Pick out every line in the rows below that contains the string "clump", matching case, and copy those lines.

## Entries supplied:
* start *
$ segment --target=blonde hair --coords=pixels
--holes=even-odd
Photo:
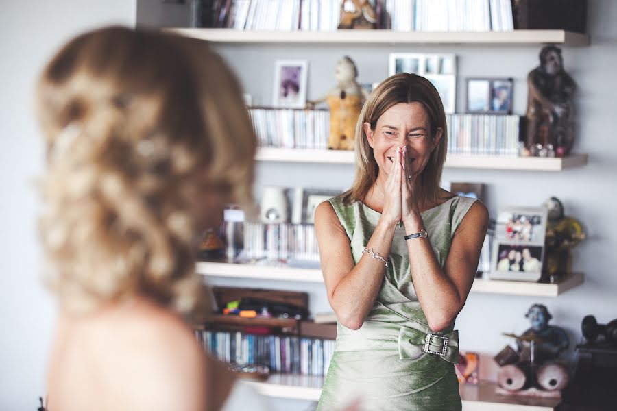
[[[446,151],[448,147],[448,129],[446,113],[439,92],[431,82],[423,77],[400,73],[382,82],[371,93],[360,112],[356,125],[356,177],[351,188],[341,196],[346,203],[364,200],[377,179],[379,166],[368,143],[363,125],[371,125],[374,130],[377,120],[389,108],[400,103],[421,103],[426,110],[431,125],[431,138],[435,138],[437,129],[443,129],[441,138],[431,153],[426,166],[418,176],[422,190],[420,198],[425,201],[437,202],[439,197],[439,182]]]
[[[252,203],[256,138],[222,60],[200,40],[106,27],[64,46],[36,95],[41,233],[62,305],[84,312],[140,295],[202,314],[189,197]]]

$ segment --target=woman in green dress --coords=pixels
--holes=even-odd
[[[315,215],[339,319],[318,410],[460,410],[457,315],[488,225],[480,201],[439,187],[446,114],[426,79],[393,75],[365,103],[353,186]]]

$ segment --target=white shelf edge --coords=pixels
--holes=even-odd
[[[574,273],[563,282],[555,284],[476,278],[474,281],[471,290],[472,292],[490,294],[557,297],[566,291],[582,284],[584,281],[585,275],[582,273]]]
[[[207,277],[254,278],[304,282],[324,282],[322,271],[313,269],[276,267],[252,264],[199,262],[196,271]]]
[[[346,150],[309,150],[300,149],[260,148],[255,156],[258,161],[353,164],[355,153]],[[457,169],[561,171],[584,166],[587,154],[568,157],[496,157],[489,155],[448,155],[444,166]]]
[[[199,262],[197,264],[197,272],[206,277],[317,283],[324,281],[321,270],[317,269],[276,267],[251,264]],[[585,276],[582,273],[574,273],[564,282],[555,284],[476,278],[471,291],[531,297],[557,297],[582,284],[584,279]]]
[[[560,44],[585,46],[589,36],[565,30],[510,32],[393,32],[337,30],[333,32],[255,32],[232,29],[165,29],[182,36],[222,43],[317,44]]]
[[[285,374],[272,374],[265,382],[247,380],[262,395],[315,401],[319,399],[323,381],[322,376]],[[499,396],[494,390],[494,382],[461,385],[463,411],[552,411],[559,402],[555,399],[524,398],[524,401],[537,403],[517,403],[516,397]]]

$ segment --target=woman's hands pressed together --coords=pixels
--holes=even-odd
[[[390,173],[383,189],[383,218],[396,224],[402,222],[412,229],[422,229],[422,222],[415,195],[415,175],[407,165],[407,147],[397,147]]]

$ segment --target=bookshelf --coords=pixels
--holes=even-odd
[[[294,282],[321,283],[324,281],[318,269],[269,266],[254,264],[200,262],[197,272],[206,277],[252,278]],[[557,297],[581,285],[585,280],[582,273],[574,273],[559,283],[534,283],[476,278],[472,292],[524,295],[528,297]]]
[[[317,375],[273,374],[266,381],[250,381],[261,395],[278,398],[318,401],[324,377]],[[461,385],[463,411],[553,411],[560,400],[521,398],[495,394],[496,384],[482,382],[478,385]]]
[[[333,164],[355,163],[354,151],[344,150],[309,150],[262,147],[256,156],[258,161],[304,162]],[[587,154],[568,157],[497,157],[448,155],[445,167],[527,171],[561,171],[587,164]]]
[[[587,46],[589,36],[566,30],[511,32],[254,32],[232,29],[168,29],[182,36],[221,43],[543,45]]]

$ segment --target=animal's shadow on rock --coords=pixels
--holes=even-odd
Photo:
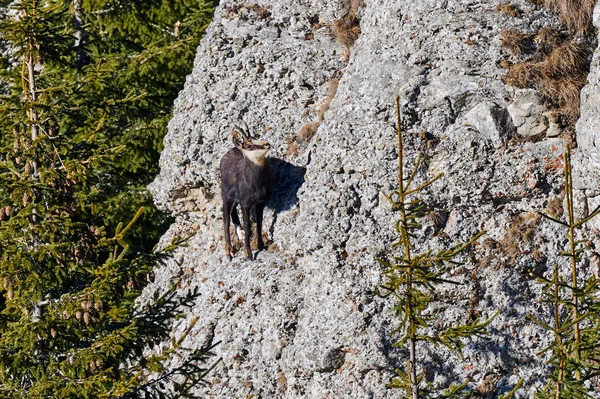
[[[298,203],[298,190],[304,184],[306,168],[279,158],[269,158],[269,166],[273,171],[274,184],[267,208],[273,210],[273,222],[269,228],[269,233],[273,235],[278,215]]]

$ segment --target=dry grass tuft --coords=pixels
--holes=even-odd
[[[554,10],[573,34],[589,34],[594,30],[592,14],[596,0],[544,0],[544,5]]]
[[[299,143],[305,143],[310,141],[313,138],[315,133],[317,133],[317,129],[321,125],[321,122],[312,122],[308,125],[302,126],[302,129],[296,134],[296,141]]]
[[[496,10],[508,15],[509,17],[515,18],[520,17],[522,14],[521,9],[512,3],[499,4],[498,7],[496,7]]]
[[[560,46],[567,37],[554,28],[543,27],[535,35],[535,44],[538,54],[548,55],[556,47]]]
[[[557,122],[562,125],[574,125],[579,118],[579,93],[586,84],[585,77],[565,77],[559,79],[542,79],[538,83],[540,93],[554,103],[558,109],[555,114]]]
[[[577,76],[588,70],[588,52],[571,41],[556,47],[543,61],[542,76],[559,78]]]
[[[541,216],[537,213],[524,213],[514,216],[510,226],[502,238],[500,248],[506,256],[506,263],[510,266],[524,253],[524,246],[528,246],[533,240],[535,229],[541,222]]]
[[[546,213],[555,218],[561,218],[564,213],[563,200],[565,199],[565,193],[562,193],[558,197],[554,197],[548,201],[546,205]]]
[[[325,117],[325,113],[329,109],[329,106],[331,105],[331,102],[333,101],[333,98],[335,97],[335,93],[337,93],[337,88],[338,88],[339,84],[340,84],[339,78],[331,79],[327,83],[327,98],[325,99],[325,102],[323,103],[323,105],[321,105],[321,107],[317,111],[317,120],[318,121],[322,121],[323,118]]]
[[[515,31],[501,34],[504,45],[514,53],[523,55],[527,51],[528,44],[524,43],[530,35]],[[518,88],[537,89],[554,108],[554,121],[573,130],[579,117],[579,95],[589,72],[590,49],[553,28],[542,28],[535,35],[534,45],[532,57],[507,68],[504,82]]]
[[[502,45],[513,54],[522,55],[533,48],[534,35],[521,33],[514,29],[502,29],[500,31]]]
[[[540,65],[532,61],[513,64],[508,68],[504,83],[520,89],[533,87],[541,78],[540,69]]]

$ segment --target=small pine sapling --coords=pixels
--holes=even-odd
[[[568,259],[570,279],[560,275],[554,265],[551,278],[538,276],[543,285],[542,300],[552,307],[552,322],[546,323],[532,315],[528,318],[547,331],[552,332],[550,345],[540,353],[550,352],[549,363],[554,367],[548,383],[535,397],[539,399],[591,398],[586,383],[600,372],[600,284],[595,276],[578,284],[579,264],[583,243],[576,239],[576,230],[600,213],[600,206],[581,220],[575,219],[573,203],[573,178],[571,173],[571,148],[567,144],[564,154],[566,220],[561,215],[544,218],[567,230],[568,246],[561,256]],[[570,281],[569,281],[570,280]]]
[[[432,294],[442,283],[457,284],[445,278],[451,269],[459,264],[457,257],[471,246],[482,234],[480,232],[464,244],[459,244],[437,252],[427,250],[415,254],[413,231],[420,228],[418,219],[423,217],[426,207],[423,201],[415,196],[426,187],[437,181],[442,174],[422,184],[415,184],[414,179],[419,170],[420,154],[413,165],[408,178],[404,178],[400,100],[396,97],[397,134],[398,134],[398,189],[384,194],[392,204],[392,209],[400,213],[396,222],[396,232],[400,236],[393,247],[401,248],[400,255],[390,256],[389,260],[379,259],[385,267],[383,275],[385,283],[381,286],[381,295],[395,298],[395,316],[399,326],[392,334],[400,334],[394,347],[408,347],[409,359],[405,371],[398,369],[389,387],[404,391],[406,397],[418,399],[421,396],[435,397],[433,388],[423,383],[423,375],[419,370],[417,358],[417,342],[426,342],[435,346],[443,345],[450,351],[460,354],[464,346],[463,339],[482,335],[493,317],[481,322],[475,320],[465,325],[451,326],[444,331],[431,332],[432,317],[425,315],[432,303]],[[468,392],[468,380],[453,385],[445,390],[441,397],[462,397]],[[511,395],[512,396],[512,395]],[[507,396],[507,398],[510,396]]]

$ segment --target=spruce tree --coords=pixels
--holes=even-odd
[[[404,370],[400,368],[396,370],[397,377],[392,379],[389,386],[402,390],[404,397],[411,399],[465,397],[469,395],[469,391],[466,389],[468,380],[452,385],[442,392],[436,392],[439,388],[423,382],[420,367],[422,361],[417,353],[417,344],[443,345],[454,353],[460,353],[464,339],[485,334],[485,328],[493,318],[487,321],[474,320],[466,324],[450,326],[443,331],[434,331],[432,328],[433,318],[426,314],[433,301],[437,286],[444,283],[457,284],[447,279],[446,275],[459,263],[457,257],[483,233],[476,234],[464,244],[438,251],[425,250],[416,253],[415,231],[421,227],[419,219],[427,213],[427,207],[418,195],[442,175],[439,174],[431,180],[416,184],[415,178],[420,166],[420,155],[414,162],[411,172],[407,176],[405,175],[399,97],[396,97],[396,113],[398,188],[385,196],[392,204],[392,210],[399,214],[399,220],[396,222],[396,232],[399,237],[398,241],[393,244],[393,247],[399,248],[399,251],[394,251],[387,259],[379,261],[384,266],[383,276],[385,279],[385,283],[381,286],[381,293],[383,296],[392,297],[395,300],[394,312],[398,319],[398,327],[392,332],[392,335],[399,335],[400,338],[394,343],[394,347],[408,349],[409,357]],[[509,392],[504,398],[512,397],[515,390]]]
[[[208,6],[20,0],[3,14],[0,397],[162,398],[166,380],[185,394],[204,375],[205,350],[168,372],[180,341],[151,352],[190,297],[135,300],[166,253],[151,252],[164,218],[143,187]]]
[[[591,398],[590,380],[600,373],[600,282],[593,275],[585,279],[581,271],[586,240],[577,239],[577,230],[600,214],[600,206],[580,220],[575,217],[571,148],[567,144],[564,157],[566,217],[541,214],[566,230],[567,247],[561,255],[568,260],[569,276],[554,265],[551,278],[538,276],[543,287],[541,300],[551,307],[552,320],[547,322],[529,315],[529,319],[552,334],[548,347],[553,366],[548,383],[535,397],[540,399]]]

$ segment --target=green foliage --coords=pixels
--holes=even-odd
[[[169,372],[180,340],[152,348],[194,293],[173,288],[142,310],[135,301],[167,256],[152,252],[166,218],[144,187],[211,4],[10,9],[0,20],[10,50],[0,74],[0,397],[165,398],[167,381],[185,396],[209,348]]]
[[[542,214],[567,230],[568,247],[561,253],[568,259],[570,279],[560,274],[554,265],[552,278],[539,276],[544,303],[551,306],[552,322],[546,323],[529,315],[529,319],[551,332],[551,344],[540,353],[550,352],[549,363],[554,366],[548,384],[536,392],[536,398],[591,398],[586,383],[600,372],[600,284],[594,276],[578,285],[579,263],[583,255],[583,241],[575,237],[576,229],[600,214],[600,207],[581,220],[575,219],[571,149],[564,154],[566,220]]]
[[[441,177],[415,185],[414,179],[420,164],[420,156],[415,161],[413,169],[404,178],[403,173],[403,143],[400,128],[400,103],[396,98],[396,112],[398,115],[398,189],[386,198],[392,204],[392,209],[400,213],[396,222],[396,232],[399,240],[393,244],[401,249],[400,255],[391,256],[390,260],[380,260],[384,269],[385,283],[381,286],[384,296],[393,296],[395,299],[395,317],[399,321],[398,328],[392,334],[400,335],[400,339],[394,344],[395,347],[408,347],[409,359],[406,371],[397,370],[398,376],[389,384],[392,388],[404,391],[406,397],[417,399],[424,395],[437,397],[431,387],[423,386],[423,377],[418,372],[418,359],[416,356],[417,342],[426,342],[434,346],[443,345],[450,351],[459,353],[463,348],[463,339],[485,333],[485,328],[493,318],[481,322],[475,320],[465,325],[451,326],[443,331],[432,331],[433,316],[426,315],[426,310],[432,302],[432,294],[436,286],[441,283],[452,283],[445,276],[454,266],[459,264],[457,257],[472,245],[483,233],[475,235],[468,242],[456,245],[449,249],[438,252],[431,250],[420,254],[414,254],[414,235],[411,233],[420,228],[418,219],[426,214],[426,206],[423,201],[415,197],[426,187]],[[468,395],[465,390],[467,382],[451,386],[439,397],[459,398]]]

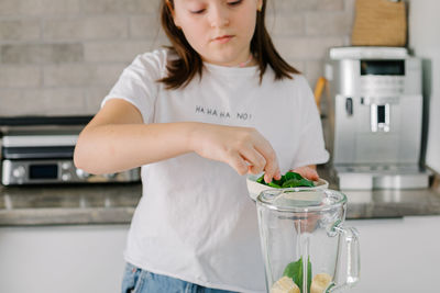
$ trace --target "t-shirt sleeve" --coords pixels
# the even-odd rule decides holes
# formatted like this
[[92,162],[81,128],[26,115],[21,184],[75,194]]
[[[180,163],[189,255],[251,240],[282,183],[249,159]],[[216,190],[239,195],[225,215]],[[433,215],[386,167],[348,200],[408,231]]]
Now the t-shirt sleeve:
[[142,114],[144,123],[153,122],[154,104],[166,66],[166,53],[155,50],[139,55],[119,77],[117,83],[101,102],[101,108],[112,99],[122,99],[133,104]]
[[292,169],[307,165],[324,164],[329,160],[329,153],[324,147],[322,125],[314,93],[302,76],[298,76],[298,99],[300,99],[301,125],[298,136],[299,146]]

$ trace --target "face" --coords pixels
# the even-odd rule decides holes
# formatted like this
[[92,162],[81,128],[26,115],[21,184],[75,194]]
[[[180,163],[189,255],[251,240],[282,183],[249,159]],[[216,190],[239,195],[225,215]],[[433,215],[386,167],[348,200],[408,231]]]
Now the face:
[[249,60],[263,0],[174,0],[174,22],[204,61],[238,66]]

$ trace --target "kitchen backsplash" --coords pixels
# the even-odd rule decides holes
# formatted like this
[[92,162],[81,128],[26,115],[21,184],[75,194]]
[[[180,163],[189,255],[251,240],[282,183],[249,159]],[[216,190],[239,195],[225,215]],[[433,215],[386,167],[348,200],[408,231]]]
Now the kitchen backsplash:
[[[160,0],[0,0],[0,116],[94,114],[122,69],[166,45]],[[314,87],[350,44],[354,0],[270,0],[266,25]]]

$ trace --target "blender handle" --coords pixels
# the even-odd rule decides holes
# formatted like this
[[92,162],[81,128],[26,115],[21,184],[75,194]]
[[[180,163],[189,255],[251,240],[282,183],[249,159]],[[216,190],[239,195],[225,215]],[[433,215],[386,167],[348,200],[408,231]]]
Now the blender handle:
[[336,232],[343,234],[346,244],[346,280],[343,284],[331,283],[326,292],[340,292],[352,288],[359,282],[361,270],[361,252],[359,244],[359,232],[354,227],[336,226]]

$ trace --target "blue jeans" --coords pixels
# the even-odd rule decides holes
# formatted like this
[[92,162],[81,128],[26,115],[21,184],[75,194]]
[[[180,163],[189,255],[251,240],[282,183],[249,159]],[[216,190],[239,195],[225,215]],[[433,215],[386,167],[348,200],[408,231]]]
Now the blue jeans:
[[209,289],[179,279],[152,273],[127,263],[122,280],[122,293],[233,293]]

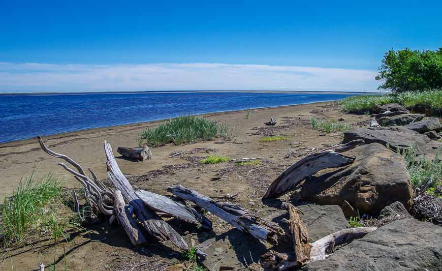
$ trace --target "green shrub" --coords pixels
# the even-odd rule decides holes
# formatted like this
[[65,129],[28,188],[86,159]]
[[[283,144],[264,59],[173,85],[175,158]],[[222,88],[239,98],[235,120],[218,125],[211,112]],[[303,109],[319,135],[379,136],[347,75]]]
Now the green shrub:
[[254,166],[256,165],[261,165],[261,161],[259,160],[252,160],[246,162],[241,162],[238,163],[238,164],[240,166]]
[[328,134],[336,131],[344,132],[352,130],[353,128],[349,124],[328,120],[318,119],[314,117],[310,119],[310,123],[314,130],[324,131]]
[[260,139],[260,142],[277,141],[278,140],[283,140],[285,139],[286,138],[282,136],[272,136],[263,137]]
[[35,182],[31,175],[22,180],[12,196],[0,206],[0,232],[6,245],[23,242],[30,234],[39,234],[47,226],[48,206],[59,202],[61,183],[48,174]]
[[350,217],[349,224],[350,224],[350,227],[352,228],[359,228],[362,226],[361,219],[356,217]]
[[205,159],[201,160],[201,162],[203,164],[219,164],[224,162],[227,162],[229,160],[228,157],[224,156],[218,156],[217,155],[211,155],[206,157]]
[[427,115],[442,115],[442,89],[419,92],[389,93],[384,95],[360,95],[348,97],[340,104],[348,113],[373,113],[376,107],[398,103],[409,110]]
[[[159,146],[168,143],[175,145],[195,143],[199,140],[210,140],[217,136],[228,139],[234,136],[234,129],[226,124],[194,116],[180,116],[168,120],[154,128],[142,131],[139,138],[150,146]],[[140,144],[140,139],[138,140]]]

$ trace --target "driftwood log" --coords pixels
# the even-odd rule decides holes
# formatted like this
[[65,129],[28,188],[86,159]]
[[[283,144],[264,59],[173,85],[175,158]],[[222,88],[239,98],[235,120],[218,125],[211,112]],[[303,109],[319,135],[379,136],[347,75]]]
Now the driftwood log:
[[[350,243],[364,237],[377,228],[344,229],[311,243],[309,260],[307,263],[326,259],[332,253],[334,246]],[[280,253],[272,251],[261,255],[260,262],[264,270],[281,271],[301,266],[295,253]]]
[[185,221],[201,226],[205,229],[212,228],[212,222],[203,215],[191,207],[174,201],[167,197],[144,190],[138,190],[135,194],[152,210],[170,215]]
[[146,243],[146,238],[130,212],[130,206],[124,203],[119,190],[114,191],[114,210],[115,216],[124,229],[129,239],[136,247]]
[[[354,141],[339,145],[335,147],[339,152],[348,150],[364,142],[363,140]],[[320,170],[346,166],[353,163],[354,160],[354,157],[346,156],[332,149],[311,154],[292,165],[275,179],[263,197],[276,197],[290,191],[302,180]]]
[[132,148],[118,147],[117,152],[127,158],[141,161],[151,159],[152,157],[152,152],[147,146]]
[[106,140],[104,150],[106,157],[108,175],[117,190],[120,190],[125,201],[133,208],[134,213],[149,234],[160,240],[170,239],[183,250],[188,250],[188,246],[173,228],[147,207],[135,194],[129,181],[123,174],[114,157],[112,147]]
[[195,202],[238,230],[248,232],[262,241],[275,243],[285,235],[284,230],[277,224],[251,215],[238,205],[218,202],[181,185],[172,186],[168,190],[182,199]]

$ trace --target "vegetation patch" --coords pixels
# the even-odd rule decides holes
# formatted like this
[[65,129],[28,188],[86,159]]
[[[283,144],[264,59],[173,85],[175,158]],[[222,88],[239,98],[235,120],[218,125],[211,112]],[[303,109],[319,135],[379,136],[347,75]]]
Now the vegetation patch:
[[240,166],[254,166],[256,165],[261,165],[261,161],[258,159],[256,160],[249,161],[246,162],[241,162],[238,163]]
[[440,117],[442,116],[442,89],[360,95],[346,98],[341,102],[343,111],[356,114],[373,113],[376,108],[389,103],[397,103],[412,111]]
[[329,134],[332,132],[349,131],[353,127],[349,124],[340,123],[326,119],[318,119],[314,117],[310,119],[310,123],[314,130],[324,131]]
[[195,116],[180,116],[170,119],[154,128],[146,128],[139,135],[138,143],[145,142],[149,146],[159,146],[168,143],[175,145],[210,140],[217,136],[228,139],[234,136],[234,128],[225,124]]
[[260,139],[260,142],[270,142],[270,141],[277,141],[279,140],[283,140],[286,139],[282,136],[272,136],[263,137]]
[[219,164],[224,162],[228,162],[230,159],[228,157],[224,156],[218,156],[217,155],[211,155],[206,157],[204,159],[201,160],[201,162],[203,164]]

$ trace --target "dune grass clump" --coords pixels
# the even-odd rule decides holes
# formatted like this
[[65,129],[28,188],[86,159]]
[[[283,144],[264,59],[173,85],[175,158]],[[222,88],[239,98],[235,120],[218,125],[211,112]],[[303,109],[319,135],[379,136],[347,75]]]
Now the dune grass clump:
[[283,140],[285,139],[286,139],[286,138],[282,136],[271,136],[263,137],[260,139],[260,142],[277,141],[279,140]]
[[241,162],[238,163],[239,166],[256,166],[257,165],[261,165],[262,164],[261,161],[259,160],[248,161],[246,162]]
[[353,127],[345,123],[337,123],[331,121],[318,119],[314,117],[310,119],[310,123],[313,130],[324,131],[329,134],[332,132],[340,131],[345,132],[352,130]]
[[47,225],[49,206],[60,200],[61,182],[49,174],[40,181],[33,175],[20,182],[12,196],[0,206],[0,232],[4,245],[20,244],[30,235],[39,235]]
[[203,164],[219,164],[224,162],[228,162],[230,159],[228,157],[224,156],[219,156],[217,155],[211,155],[206,157],[204,159],[201,160],[201,162]]
[[180,116],[171,118],[154,128],[146,128],[139,135],[138,143],[143,141],[150,146],[163,146],[168,143],[175,145],[210,140],[216,136],[227,139],[234,136],[234,129],[216,121],[194,116]]
[[346,98],[341,102],[343,111],[357,114],[366,111],[372,113],[377,107],[389,103],[398,103],[412,111],[440,117],[442,115],[442,89],[360,95]]

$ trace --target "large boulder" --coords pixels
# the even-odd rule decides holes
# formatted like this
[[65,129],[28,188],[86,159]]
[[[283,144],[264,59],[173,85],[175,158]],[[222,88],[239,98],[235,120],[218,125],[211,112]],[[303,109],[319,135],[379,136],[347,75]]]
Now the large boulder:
* end *
## Final result:
$ trace --target "dune grass clump" --coords pixels
Now the dune grass clump:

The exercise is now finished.